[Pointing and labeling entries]

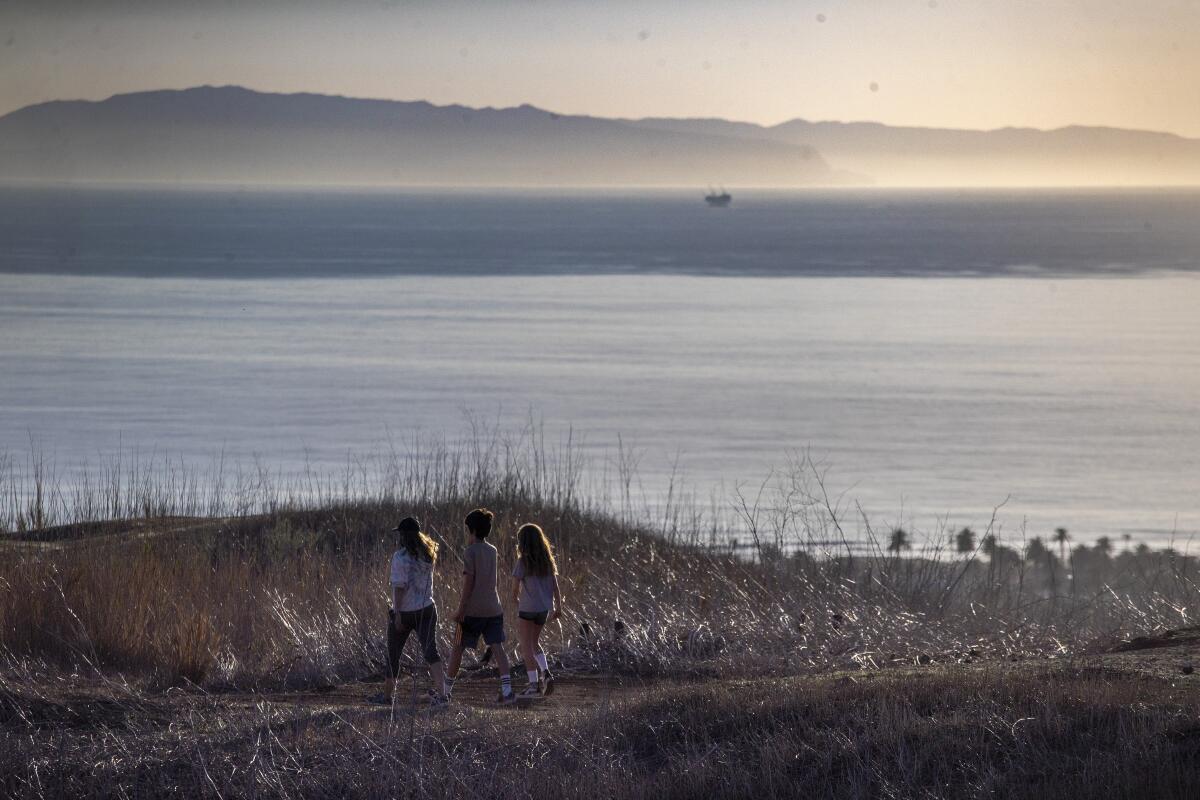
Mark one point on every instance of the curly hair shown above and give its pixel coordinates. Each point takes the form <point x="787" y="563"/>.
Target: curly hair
<point x="479" y="522"/>
<point x="419" y="545"/>
<point x="535" y="549"/>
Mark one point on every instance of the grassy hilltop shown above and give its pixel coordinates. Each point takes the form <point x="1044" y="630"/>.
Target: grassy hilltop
<point x="227" y="654"/>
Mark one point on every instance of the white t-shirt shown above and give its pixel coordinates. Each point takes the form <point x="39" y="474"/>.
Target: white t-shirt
<point x="414" y="578"/>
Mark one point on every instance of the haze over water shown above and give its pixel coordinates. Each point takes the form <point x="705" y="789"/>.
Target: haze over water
<point x="941" y="352"/>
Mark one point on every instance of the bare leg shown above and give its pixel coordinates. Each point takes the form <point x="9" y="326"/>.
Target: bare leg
<point x="528" y="643"/>
<point x="438" y="674"/>
<point x="455" y="661"/>
<point x="502" y="659"/>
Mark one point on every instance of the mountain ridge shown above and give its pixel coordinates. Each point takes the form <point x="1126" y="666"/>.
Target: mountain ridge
<point x="233" y="133"/>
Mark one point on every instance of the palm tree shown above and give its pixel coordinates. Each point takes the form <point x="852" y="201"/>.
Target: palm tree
<point x="964" y="541"/>
<point x="1036" y="551"/>
<point x="988" y="545"/>
<point x="1061" y="537"/>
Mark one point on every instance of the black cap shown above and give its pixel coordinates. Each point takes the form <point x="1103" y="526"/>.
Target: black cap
<point x="409" y="523"/>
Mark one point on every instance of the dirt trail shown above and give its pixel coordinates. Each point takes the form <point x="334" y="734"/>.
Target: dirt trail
<point x="474" y="691"/>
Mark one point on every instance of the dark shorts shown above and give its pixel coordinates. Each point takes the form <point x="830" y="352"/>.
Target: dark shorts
<point x="534" y="617"/>
<point x="425" y="623"/>
<point x="472" y="627"/>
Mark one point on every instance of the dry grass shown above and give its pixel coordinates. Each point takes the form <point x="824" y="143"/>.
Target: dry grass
<point x="136" y="655"/>
<point x="955" y="732"/>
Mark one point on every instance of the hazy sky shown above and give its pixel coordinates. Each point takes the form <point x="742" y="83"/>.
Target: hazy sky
<point x="945" y="62"/>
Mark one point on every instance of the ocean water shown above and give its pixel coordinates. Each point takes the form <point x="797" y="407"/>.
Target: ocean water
<point x="941" y="353"/>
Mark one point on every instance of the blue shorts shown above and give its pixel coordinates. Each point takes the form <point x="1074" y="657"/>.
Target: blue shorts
<point x="490" y="627"/>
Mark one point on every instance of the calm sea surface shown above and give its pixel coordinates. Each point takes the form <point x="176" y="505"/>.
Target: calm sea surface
<point x="941" y="352"/>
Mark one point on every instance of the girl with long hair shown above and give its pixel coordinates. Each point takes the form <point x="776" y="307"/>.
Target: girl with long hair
<point x="413" y="609"/>
<point x="539" y="600"/>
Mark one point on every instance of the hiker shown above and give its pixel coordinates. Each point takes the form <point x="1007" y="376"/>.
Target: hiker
<point x="539" y="600"/>
<point x="413" y="609"/>
<point x="480" y="613"/>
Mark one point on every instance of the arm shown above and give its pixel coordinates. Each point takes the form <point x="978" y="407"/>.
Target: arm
<point x="558" y="601"/>
<point x="468" y="585"/>
<point x="399" y="579"/>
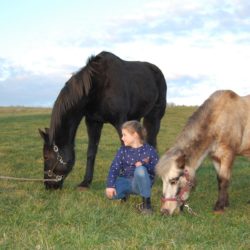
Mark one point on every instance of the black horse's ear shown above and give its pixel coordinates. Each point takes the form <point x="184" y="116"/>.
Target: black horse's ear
<point x="44" y="134"/>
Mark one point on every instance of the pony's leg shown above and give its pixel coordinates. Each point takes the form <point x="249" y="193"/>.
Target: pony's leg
<point x="223" y="170"/>
<point x="94" y="130"/>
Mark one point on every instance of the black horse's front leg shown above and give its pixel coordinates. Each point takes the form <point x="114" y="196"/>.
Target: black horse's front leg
<point x="94" y="130"/>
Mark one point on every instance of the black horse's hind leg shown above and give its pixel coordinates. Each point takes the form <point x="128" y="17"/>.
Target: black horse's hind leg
<point x="152" y="122"/>
<point x="94" y="130"/>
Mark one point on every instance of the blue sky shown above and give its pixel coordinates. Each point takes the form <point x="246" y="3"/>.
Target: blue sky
<point x="200" y="45"/>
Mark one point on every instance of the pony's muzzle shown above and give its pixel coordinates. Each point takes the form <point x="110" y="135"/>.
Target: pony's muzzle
<point x="165" y="211"/>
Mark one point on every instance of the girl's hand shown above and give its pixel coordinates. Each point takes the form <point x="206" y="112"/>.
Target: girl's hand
<point x="139" y="163"/>
<point x="110" y="192"/>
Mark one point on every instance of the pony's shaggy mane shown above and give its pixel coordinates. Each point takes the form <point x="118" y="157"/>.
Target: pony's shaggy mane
<point x="76" y="87"/>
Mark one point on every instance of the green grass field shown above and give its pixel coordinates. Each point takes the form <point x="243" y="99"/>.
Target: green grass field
<point x="33" y="218"/>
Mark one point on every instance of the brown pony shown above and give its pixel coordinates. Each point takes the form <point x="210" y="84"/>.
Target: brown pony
<point x="219" y="128"/>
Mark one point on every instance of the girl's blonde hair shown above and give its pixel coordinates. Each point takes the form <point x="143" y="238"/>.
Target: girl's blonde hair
<point x="135" y="126"/>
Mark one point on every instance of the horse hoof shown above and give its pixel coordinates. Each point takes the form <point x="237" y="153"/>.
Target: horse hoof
<point x="219" y="212"/>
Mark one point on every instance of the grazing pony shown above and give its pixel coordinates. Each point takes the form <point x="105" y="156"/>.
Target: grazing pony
<point x="107" y="90"/>
<point x="219" y="128"/>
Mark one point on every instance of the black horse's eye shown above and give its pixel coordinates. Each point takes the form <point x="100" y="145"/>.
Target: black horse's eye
<point x="174" y="181"/>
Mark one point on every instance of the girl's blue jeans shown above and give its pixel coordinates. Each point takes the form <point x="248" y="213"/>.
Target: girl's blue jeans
<point x="140" y="184"/>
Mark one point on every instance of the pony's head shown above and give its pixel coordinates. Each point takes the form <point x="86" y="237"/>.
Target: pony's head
<point x="57" y="162"/>
<point x="177" y="178"/>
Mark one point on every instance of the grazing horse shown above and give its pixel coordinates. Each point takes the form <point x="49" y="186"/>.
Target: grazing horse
<point x="107" y="90"/>
<point x="219" y="128"/>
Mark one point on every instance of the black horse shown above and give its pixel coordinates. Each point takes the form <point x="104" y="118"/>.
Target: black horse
<point x="107" y="90"/>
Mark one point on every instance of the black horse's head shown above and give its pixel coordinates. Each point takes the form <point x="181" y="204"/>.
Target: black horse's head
<point x="57" y="162"/>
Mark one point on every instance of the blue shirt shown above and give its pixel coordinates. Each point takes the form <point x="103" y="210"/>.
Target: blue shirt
<point x="123" y="164"/>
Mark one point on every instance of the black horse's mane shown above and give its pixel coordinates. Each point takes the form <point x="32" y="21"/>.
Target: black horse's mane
<point x="75" y="88"/>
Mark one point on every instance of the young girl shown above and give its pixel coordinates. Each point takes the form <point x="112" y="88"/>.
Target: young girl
<point x="133" y="168"/>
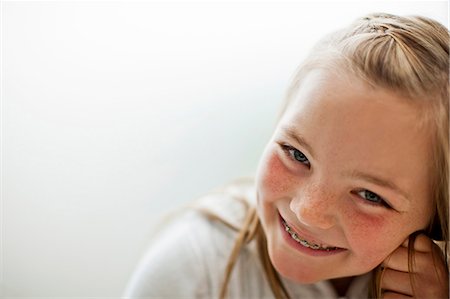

* **AIM**:
Rewrite all of the rows above with every occurrence of "shown above" replaced by "pictured above" and everything else kept identical. Omit the pictures from your answer.

* **SOLUTION**:
Mark one point on every instance of the curly hair pictured above and give its pixel coordinates. Each point takes the form <point x="787" y="563"/>.
Target: curly hair
<point x="479" y="522"/>
<point x="419" y="545"/>
<point x="535" y="549"/>
Mark one point on every instance of the grassy hilltop pictured above and give its pixel coordinates. Each point takes the form <point x="1044" y="630"/>.
Target: grassy hilltop
<point x="227" y="654"/>
Mark one point on every instance of the white t-shirt pictured above and give its pixel coordinates. Each point takes the form <point x="39" y="474"/>.
Target: white t-shirt
<point x="414" y="578"/>
Mark one point on every instance of the haze over water pictured above and give its pixel coordinates. Each point takes the form <point x="705" y="789"/>.
Target: haze over water
<point x="941" y="352"/>
Mark one point on every instance of the bare leg pictured above and give its pixel coordinates. Each point takes the form <point x="9" y="326"/>.
Target: bare leg
<point x="528" y="643"/>
<point x="438" y="674"/>
<point x="455" y="661"/>
<point x="502" y="659"/>
Mark one point on every instance of the mountain ridge pictured above and give its pixel coordinates. Each point takes the form <point x="1126" y="666"/>.
Target: mountain ridge
<point x="233" y="133"/>
Mark one point on every instance of the palm tree pictured above and give its pixel coordinates. Each point takes the form <point x="852" y="201"/>.
Target: palm tree
<point x="964" y="541"/>
<point x="1036" y="551"/>
<point x="988" y="545"/>
<point x="1061" y="537"/>
Mark one point on every instance of the black cap pictured above and give its pixel coordinates. Each point takes the form <point x="1103" y="526"/>.
Target: black cap
<point x="409" y="523"/>
Mark one point on every instance of the dirt trail pictured above and give its pixel coordinates. Each point takes the form <point x="334" y="734"/>.
Target: dirt trail
<point x="474" y="691"/>
Mark one point on every instance of the dark shorts pictured above and give its pixel coordinates. Each point takes the form <point x="830" y="352"/>.
Target: dark shorts
<point x="534" y="617"/>
<point x="425" y="623"/>
<point x="472" y="627"/>
Mark one point on every instance of the dry grass pictured above and give its pixel coordinates. Each point takes the form <point x="824" y="143"/>.
Target: dry grass
<point x="136" y="655"/>
<point x="955" y="732"/>
Mark one point on every instance of the hazy sky pictured above and give its pixel coordinates. Each point takes the form <point x="742" y="83"/>.
Target: hazy sky
<point x="945" y="62"/>
Mark one point on every instance of the ocean water pictured above and give its pixel coordinates. Each point takes the form <point x="797" y="407"/>.
Target: ocean water
<point x="941" y="353"/>
Mark one point on every instance of the blue shorts pictured above and give its pixel coordinates. Each point takes the form <point x="1074" y="657"/>.
Target: blue shorts
<point x="490" y="627"/>
Mark one point on every instance of the calm sea surface pictured above and give its pixel coordinates. Each point takes the form <point x="176" y="505"/>.
Target: calm sea surface
<point x="941" y="352"/>
Mark one point on every instance of the girl with long hair pictured above and give its pixel coordinates. Each point takes the form <point x="776" y="307"/>.
Target: girl with long hair
<point x="413" y="609"/>
<point x="539" y="600"/>
Mark one point on every instance of the hiker pictured above and give its pixel coordinates. Each point takes the form <point x="1007" y="376"/>.
Target: hiker
<point x="539" y="600"/>
<point x="413" y="609"/>
<point x="480" y="613"/>
Mark one point on every instance of the arm pictured above and give its pixel coordinates. Each point takes the form <point x="978" y="407"/>.
Target: arm
<point x="558" y="601"/>
<point x="468" y="585"/>
<point x="399" y="579"/>
Mark one point on every instance of the black horse's ear pictured above and give its pixel coordinates. Each point takes the form <point x="184" y="116"/>.
Target: black horse's ear
<point x="44" y="134"/>
Mark one point on every instance of the pony's leg pictured above and give its pixel coordinates. Each point takes the form <point x="249" y="193"/>.
Target: pony's leg
<point x="223" y="170"/>
<point x="94" y="130"/>
Mark one point on every instance of the black horse's front leg pictured above and give its pixel coordinates. Each point takes the form <point x="114" y="196"/>.
Target: black horse's front leg
<point x="94" y="130"/>
Mark one point on every instance of the black horse's hind leg pictured above and give its pixel coordinates. Each point takes the form <point x="128" y="17"/>.
Target: black horse's hind leg
<point x="152" y="122"/>
<point x="94" y="130"/>
Mark one point on every instance of the blue sky pictured above and give its pixel coordinates. Each point takes the form <point x="246" y="3"/>.
Target: blue sky
<point x="200" y="45"/>
Mark one point on every instance of the pony's muzzle pictured above and give its pixel coordinates. Each point takes the form <point x="110" y="135"/>.
Target: pony's muzzle
<point x="165" y="211"/>
Mark one point on every instance of the girl's hand pictured above and give its pixel coordinates. Each point takes the form <point x="206" y="112"/>.
Target: girl's hand
<point x="139" y="163"/>
<point x="110" y="192"/>
Mark one point on every instance of the pony's shaggy mane pictured above and give its pixel coordinates. Each point takes the form <point x="118" y="157"/>.
Target: pony's shaggy mane
<point x="76" y="87"/>
Mark one point on every instance of the green grass field pictured above and give its pixel coordinates. Each point takes the form <point x="243" y="99"/>.
Target: green grass field
<point x="33" y="218"/>
Mark one point on every instance of the brown pony pictured above and give its pixel coordinates. Each point takes the form <point x="210" y="84"/>.
Target: brown pony
<point x="219" y="128"/>
Mark one point on every instance of the girl's blonde hair pictured above and give its pixel coordinates. Each point takes the form <point x="143" y="238"/>.
Target: girl's blonde hair
<point x="135" y="126"/>
Mark one point on every instance of the horse hoof pictured above and give its pixel coordinates. Each point takes the form <point x="237" y="153"/>.
Target: horse hoof
<point x="219" y="212"/>
Mark one point on every instance of the grazing pony pictured above and give its pixel coordinates. Each point takes the form <point x="105" y="156"/>.
Target: grazing pony
<point x="107" y="90"/>
<point x="219" y="128"/>
Mark one point on every instance of the black horse's eye pictured above and give its pixel coordinates. Each point takes the form <point x="100" y="145"/>.
Target: black horse's eye
<point x="174" y="181"/>
Mark one point on every instance of the girl's blue jeans pictured above and give its pixel coordinates. Each point takes the form <point x="248" y="213"/>.
Target: girl's blue jeans
<point x="140" y="184"/>
Mark one point on every instance of the pony's head pictured above and give its pixel coordinates. Each point takes the form <point x="86" y="237"/>.
Target: pony's head
<point x="57" y="162"/>
<point x="177" y="178"/>
Mark one point on every instance of the grazing horse pictured above and give its pixel coordinates. Each point takes the form <point x="49" y="186"/>.
Target: grazing horse
<point x="107" y="90"/>
<point x="219" y="128"/>
Mark one point on every instance of the black horse pictured above and give its pixel coordinates. Each point takes the form <point x="104" y="118"/>.
Target: black horse
<point x="107" y="90"/>
Mark one point on every instance of the black horse's head pictured above and give its pixel coordinates. Each point takes the form <point x="181" y="204"/>.
Target: black horse's head
<point x="57" y="162"/>
Mark one point on every instance of the blue shirt pictured above and give its pixel coordinates. Each point takes the form <point x="103" y="210"/>.
Target: blue shirt
<point x="123" y="164"/>
Mark one point on every instance of the black horse's mane pictured above and give its pixel coordinates. Each point takes the form <point x="32" y="21"/>.
Target: black horse's mane
<point x="75" y="88"/>
Mark one point on every instance of the young girl pictured above and give its pixel coordinates. Each point takes the form <point x="112" y="88"/>.
Target: young girl
<point x="133" y="168"/>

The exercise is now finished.